DIRECTIONS » Reproduce all entries precisely, down to the last character.

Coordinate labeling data
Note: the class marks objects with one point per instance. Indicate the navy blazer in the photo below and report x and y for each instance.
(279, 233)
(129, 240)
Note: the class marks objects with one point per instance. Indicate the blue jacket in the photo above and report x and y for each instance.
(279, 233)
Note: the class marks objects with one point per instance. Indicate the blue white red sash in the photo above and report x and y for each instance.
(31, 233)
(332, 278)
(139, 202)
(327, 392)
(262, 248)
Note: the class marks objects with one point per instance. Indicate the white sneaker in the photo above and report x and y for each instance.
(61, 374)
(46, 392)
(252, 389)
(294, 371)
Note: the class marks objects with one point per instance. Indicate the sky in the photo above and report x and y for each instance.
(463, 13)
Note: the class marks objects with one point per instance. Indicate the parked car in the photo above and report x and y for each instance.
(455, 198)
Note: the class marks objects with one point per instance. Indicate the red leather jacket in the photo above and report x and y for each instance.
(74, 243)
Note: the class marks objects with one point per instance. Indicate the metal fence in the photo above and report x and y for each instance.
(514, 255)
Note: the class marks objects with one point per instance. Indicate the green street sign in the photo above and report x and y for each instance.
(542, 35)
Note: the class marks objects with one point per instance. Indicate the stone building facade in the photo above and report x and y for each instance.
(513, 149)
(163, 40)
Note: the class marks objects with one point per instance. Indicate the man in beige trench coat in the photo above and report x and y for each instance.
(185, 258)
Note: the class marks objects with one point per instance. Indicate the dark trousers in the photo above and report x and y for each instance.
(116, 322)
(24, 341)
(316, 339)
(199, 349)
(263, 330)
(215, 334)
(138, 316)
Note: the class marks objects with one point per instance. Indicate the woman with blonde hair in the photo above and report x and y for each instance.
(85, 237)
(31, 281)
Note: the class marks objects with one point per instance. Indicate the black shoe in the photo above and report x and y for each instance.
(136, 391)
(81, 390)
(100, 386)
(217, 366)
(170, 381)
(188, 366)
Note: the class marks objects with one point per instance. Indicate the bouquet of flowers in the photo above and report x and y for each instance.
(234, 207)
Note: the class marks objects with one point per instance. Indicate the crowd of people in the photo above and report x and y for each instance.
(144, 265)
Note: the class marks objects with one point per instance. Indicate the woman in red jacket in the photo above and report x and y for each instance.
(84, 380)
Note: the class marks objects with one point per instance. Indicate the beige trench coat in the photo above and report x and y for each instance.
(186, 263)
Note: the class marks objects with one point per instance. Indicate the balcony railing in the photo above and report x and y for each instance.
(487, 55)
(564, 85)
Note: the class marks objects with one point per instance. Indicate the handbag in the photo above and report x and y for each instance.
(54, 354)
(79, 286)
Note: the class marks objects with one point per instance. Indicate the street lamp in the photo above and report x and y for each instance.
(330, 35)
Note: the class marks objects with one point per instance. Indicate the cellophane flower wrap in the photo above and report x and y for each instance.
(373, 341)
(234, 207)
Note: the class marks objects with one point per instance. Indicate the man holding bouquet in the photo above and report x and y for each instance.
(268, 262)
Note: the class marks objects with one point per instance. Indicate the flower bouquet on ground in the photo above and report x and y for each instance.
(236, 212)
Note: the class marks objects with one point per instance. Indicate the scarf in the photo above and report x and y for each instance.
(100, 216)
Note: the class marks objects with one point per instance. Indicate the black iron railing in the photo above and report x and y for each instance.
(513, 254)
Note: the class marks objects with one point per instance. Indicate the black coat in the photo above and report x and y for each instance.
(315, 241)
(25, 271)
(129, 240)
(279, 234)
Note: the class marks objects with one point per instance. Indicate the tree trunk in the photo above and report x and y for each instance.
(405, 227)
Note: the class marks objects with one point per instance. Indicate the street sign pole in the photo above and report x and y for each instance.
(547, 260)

FULL SOLUTION »
Note: the class marks objects with one point per instance. Indicate the navy blazer in the photo below and report x and y for each instance.
(279, 233)
(129, 240)
Note: the class marks objects with one point per instance. Indicate the blue jacket in the photo above and report x and y for each instance.
(279, 233)
Note: the class marks objects with one point per instance. Indicate the blue white red sash in the photo above and report x and y for each instance.
(31, 233)
(332, 278)
(139, 202)
(327, 392)
(262, 248)
Note: the class marks objects with one point per instance. Indicate the white sneaker in the photo above and report x and y for each instance.
(61, 374)
(46, 392)
(252, 389)
(294, 371)
Note: the class marks objects with one point per instance. Indicate the sky in the photo above and report x and y for each instance.
(463, 13)
Note: the class marks objects with one point per instance. Indicate the parked car in the photo above and report x and y for each instance.
(455, 198)
Note: the class marks objects with one point per instance. Indicate the red leather jacket in the photo above and report x and y for each instance.
(74, 243)
Note: the class marks objects with one point per instance. Indicate the metal fence in the photo above and report x and y for each instance.
(514, 255)
Note: the class marks objects with one point per instance. Indicate the green street sign in the photo above and report x and y for each instance.
(542, 35)
Note: the class marks objects with one point per instance. Indicate the stone building facade in the photo above and report x and y for each instance.
(513, 149)
(163, 40)
Note: the class marks objects with one point per instance. Indicate the man in beige trench coat in the photo above and report x and y for each instance.
(185, 258)
Note: the class marks objects with one point per instance. Indicate the dark trousers in the photo above and report x and y for each instance.
(116, 322)
(24, 341)
(316, 339)
(199, 349)
(263, 330)
(215, 334)
(138, 316)
Note: the class marks objects with one point per instance. Indicate the woman with blonde hair in the photo above and report x and y for each instance.
(85, 237)
(31, 281)
Note: the class marks objects with one point per instance. Indicate the black shoe in the photo above and report x and y for each instance.
(136, 391)
(81, 390)
(100, 386)
(217, 366)
(170, 381)
(188, 366)
Note: the class marks objects with one point per instance. Indicate the bouquet of flowers in the photo above and report x and y for each instance.
(234, 207)
Note: the class marks objects with one point per instance. Indicate the crowd of people in the photo above and report x and y for each instance.
(144, 265)
Note: the class marks objects with one point per instance. Indicate the woman in red jacket in the photo above and report x and y for each instance.
(84, 380)
Note: the class marks objects with one point per instance. Indicate the beige trench coat in the photo above and report x and y for each instance.
(186, 263)
Note: the class marks objects with one point per instance. Indicate the balcony railing in the photo above and report x and y for each instance.
(487, 55)
(564, 85)
Note: the class marks objects with one point per instance. Indicate the handbag in the photo above and report x and y for each instance.
(54, 354)
(79, 286)
Note: the class marks objects with one point per instance. Indicate the street lamp in the photo above and report x and y for each instance.
(330, 35)
Note: the class marks objects with one point per instance. Indicate the cellophane flower wrap in the photo above and report x and y for each instance.
(373, 341)
(234, 207)
Note: the class marks objects with one point per instance. Indicate the man holding bouquet in the photo above and report x and y for each instance.
(268, 262)
Note: the class marks objects with one point per instance. Indicate the flower bouquet on ground in the photo above and report x and y for each instance.
(236, 212)
Note: the class marks objects with one point per instance. Indicate the scarf in the photo above and report x and y for each instance.
(100, 216)
Note: the class marks objects with one point per instance. Indicate the black iron railing in the photo above and report x and y for each instance.
(513, 254)
Note: the class marks objects with one point per instance. Indicate the black coat in the photo above and report x and y for each instance.
(315, 241)
(25, 271)
(129, 240)
(279, 234)
Note: the class marks objects with one point per instance. Indicate the tree trunk in the photo above and report x and y for each instance.
(405, 227)
Note: the class marks objects with one point per instance. Indicate the street sign pole in the photo above and report x and y for each instance.
(547, 260)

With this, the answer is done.